=== Data in this exercise ===
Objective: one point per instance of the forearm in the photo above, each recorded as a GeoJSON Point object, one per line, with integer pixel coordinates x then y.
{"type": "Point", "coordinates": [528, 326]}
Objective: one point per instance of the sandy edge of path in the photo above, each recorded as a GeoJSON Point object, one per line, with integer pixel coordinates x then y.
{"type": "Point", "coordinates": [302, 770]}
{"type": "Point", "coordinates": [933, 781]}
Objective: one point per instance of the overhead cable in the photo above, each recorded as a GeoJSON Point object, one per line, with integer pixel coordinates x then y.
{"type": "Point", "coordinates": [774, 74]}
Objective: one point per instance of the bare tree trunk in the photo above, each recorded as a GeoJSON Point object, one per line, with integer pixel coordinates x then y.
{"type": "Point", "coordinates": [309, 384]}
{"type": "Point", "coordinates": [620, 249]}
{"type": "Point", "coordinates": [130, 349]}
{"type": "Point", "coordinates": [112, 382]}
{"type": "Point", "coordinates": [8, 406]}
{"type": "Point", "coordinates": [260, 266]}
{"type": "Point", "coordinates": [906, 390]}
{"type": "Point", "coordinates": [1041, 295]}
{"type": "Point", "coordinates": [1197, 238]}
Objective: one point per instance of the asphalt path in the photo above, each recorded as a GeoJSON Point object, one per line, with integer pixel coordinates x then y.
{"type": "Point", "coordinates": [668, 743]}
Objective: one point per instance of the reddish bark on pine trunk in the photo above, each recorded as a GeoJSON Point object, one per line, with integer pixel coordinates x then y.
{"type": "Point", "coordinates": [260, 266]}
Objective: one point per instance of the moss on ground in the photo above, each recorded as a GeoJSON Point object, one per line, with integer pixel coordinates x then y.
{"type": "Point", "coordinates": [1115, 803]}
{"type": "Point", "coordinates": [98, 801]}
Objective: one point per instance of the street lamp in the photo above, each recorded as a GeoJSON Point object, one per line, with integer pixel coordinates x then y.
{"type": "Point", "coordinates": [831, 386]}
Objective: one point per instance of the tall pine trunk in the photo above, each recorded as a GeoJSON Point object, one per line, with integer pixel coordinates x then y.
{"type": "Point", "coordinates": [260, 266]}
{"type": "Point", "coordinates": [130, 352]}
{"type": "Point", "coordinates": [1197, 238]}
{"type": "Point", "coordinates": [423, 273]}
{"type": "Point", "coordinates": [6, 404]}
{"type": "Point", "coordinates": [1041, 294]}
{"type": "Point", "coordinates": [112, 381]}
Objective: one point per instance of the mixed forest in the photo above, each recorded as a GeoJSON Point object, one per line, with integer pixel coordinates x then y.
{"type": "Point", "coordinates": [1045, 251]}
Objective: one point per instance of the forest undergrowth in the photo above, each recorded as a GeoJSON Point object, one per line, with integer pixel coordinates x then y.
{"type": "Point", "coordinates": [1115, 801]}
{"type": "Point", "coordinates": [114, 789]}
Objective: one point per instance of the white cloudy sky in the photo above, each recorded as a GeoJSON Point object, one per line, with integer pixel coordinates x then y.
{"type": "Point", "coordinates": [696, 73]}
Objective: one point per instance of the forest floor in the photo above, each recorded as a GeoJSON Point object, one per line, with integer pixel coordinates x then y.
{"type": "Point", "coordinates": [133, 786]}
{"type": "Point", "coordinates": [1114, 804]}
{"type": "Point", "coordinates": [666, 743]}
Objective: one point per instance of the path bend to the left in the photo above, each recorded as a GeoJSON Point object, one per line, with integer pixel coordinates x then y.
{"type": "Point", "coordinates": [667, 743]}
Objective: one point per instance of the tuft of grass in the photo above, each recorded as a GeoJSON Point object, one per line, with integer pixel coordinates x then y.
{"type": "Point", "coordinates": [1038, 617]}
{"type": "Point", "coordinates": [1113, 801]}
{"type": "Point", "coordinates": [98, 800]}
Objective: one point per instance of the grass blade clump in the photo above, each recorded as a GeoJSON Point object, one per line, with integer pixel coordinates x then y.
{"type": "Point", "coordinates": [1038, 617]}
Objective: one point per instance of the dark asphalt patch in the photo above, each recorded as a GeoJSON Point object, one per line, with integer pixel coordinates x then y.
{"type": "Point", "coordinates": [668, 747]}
===
◆ Task objective: What do the records say? Quote them all exactly.

◆ Final result:
Objective: one point per instance of the forearm in the photo above, each recorded as a GeoJSON Point object, one per line, with integer pixel coordinates x then y.
{"type": "Point", "coordinates": [528, 326]}
Objective: one point per instance of the sandy edge of path in the photo above, each recorded as a GeoJSON Point object, one per line, with integer pixel coordinates x then y.
{"type": "Point", "coordinates": [302, 770]}
{"type": "Point", "coordinates": [933, 781]}
Objective: one point per instance of the overhead cable in the photo above, each recorded as a GeoJSON Point object, one per line, with integer pixel coordinates x then y.
{"type": "Point", "coordinates": [774, 74]}
Objective: one point per instance of the bare tree trunk in the photo above, each recorded as a GeoJSON Point object, one per line, with integer pixel coordinates x then y.
{"type": "Point", "coordinates": [309, 384]}
{"type": "Point", "coordinates": [620, 249]}
{"type": "Point", "coordinates": [130, 349]}
{"type": "Point", "coordinates": [112, 382]}
{"type": "Point", "coordinates": [8, 406]}
{"type": "Point", "coordinates": [260, 266]}
{"type": "Point", "coordinates": [906, 390]}
{"type": "Point", "coordinates": [1041, 295]}
{"type": "Point", "coordinates": [1197, 238]}
Objective: one point per instance of the asphalt path in the photo above, each recorded as a GeoJSON Point object, one per line, with integer pixel coordinates x then y.
{"type": "Point", "coordinates": [668, 743]}
Objective: one point per instance of the reddish bark on pine trunk in the photo above, each recorded as a GeoJSON Point object, one per line, with integer pixel coordinates x then y.
{"type": "Point", "coordinates": [260, 266]}
Objective: one point per instance of the moss on ground in the photo above, each recorded as a GeoJSON Point object, one per line, with integer pixel coordinates x then y.
{"type": "Point", "coordinates": [1115, 803]}
{"type": "Point", "coordinates": [98, 801]}
Objective: one point per instance of the street lamp in the photo above, each recorded as a GeoJSON Point object, one per line, with integer pixel coordinates x then y.
{"type": "Point", "coordinates": [831, 386]}
Objective: one point per instance of the tall pine trunk in the photo above, each recorded as a GeoJSON Point object, one per line, with integer pixel coordinates x then y.
{"type": "Point", "coordinates": [260, 266]}
{"type": "Point", "coordinates": [130, 352]}
{"type": "Point", "coordinates": [1197, 238]}
{"type": "Point", "coordinates": [423, 273]}
{"type": "Point", "coordinates": [6, 404]}
{"type": "Point", "coordinates": [1041, 294]}
{"type": "Point", "coordinates": [112, 381]}
Objective: one point per instance of the mixed forest in the photo above, each recorded as a GeoJSON Point object, one per line, with integer pixel coordinates x then y.
{"type": "Point", "coordinates": [1045, 251]}
Objective: one point per instance of the forest undergrowth in the photo above, each recorded as a GeoJSON Point object, one per line, with integer pixel coordinates x then y.
{"type": "Point", "coordinates": [1115, 801]}
{"type": "Point", "coordinates": [114, 789]}
Objective: one point per instance of the white cloudy sky in the photo above, each recorded as a GeoJSON Point object, one per line, with integer pixel coordinates x then y.
{"type": "Point", "coordinates": [696, 73]}
Objective: one point per instance of the forest floor in the photo above, each recorded as a GeoJSON Point object, one per line, with integer pixel coordinates x then y.
{"type": "Point", "coordinates": [133, 786]}
{"type": "Point", "coordinates": [1114, 804]}
{"type": "Point", "coordinates": [666, 743]}
Objective: one point per instance of the path bend to the left in the photo above, each recorded as a GeoJSON Point object, one per line, with integer pixel coordinates x then y.
{"type": "Point", "coordinates": [667, 743]}
Objective: one point per instance of the tuft of grass in the photo above, each recorded as a GeoJSON Point object, one per line, with integer pixel coordinates x then y.
{"type": "Point", "coordinates": [1038, 617]}
{"type": "Point", "coordinates": [1113, 801]}
{"type": "Point", "coordinates": [98, 800]}
Objective: one point per instance of the grass blade clump in the photo above, each recorded as a GeoJSON Point object, one per line, with integer pixel coordinates x then y.
{"type": "Point", "coordinates": [1038, 617]}
Objective: one point per instance of the dark asphalt patch in the photo above, each recorded as a GeoJSON Point object, one per line, with integer pixel coordinates x then y.
{"type": "Point", "coordinates": [668, 747]}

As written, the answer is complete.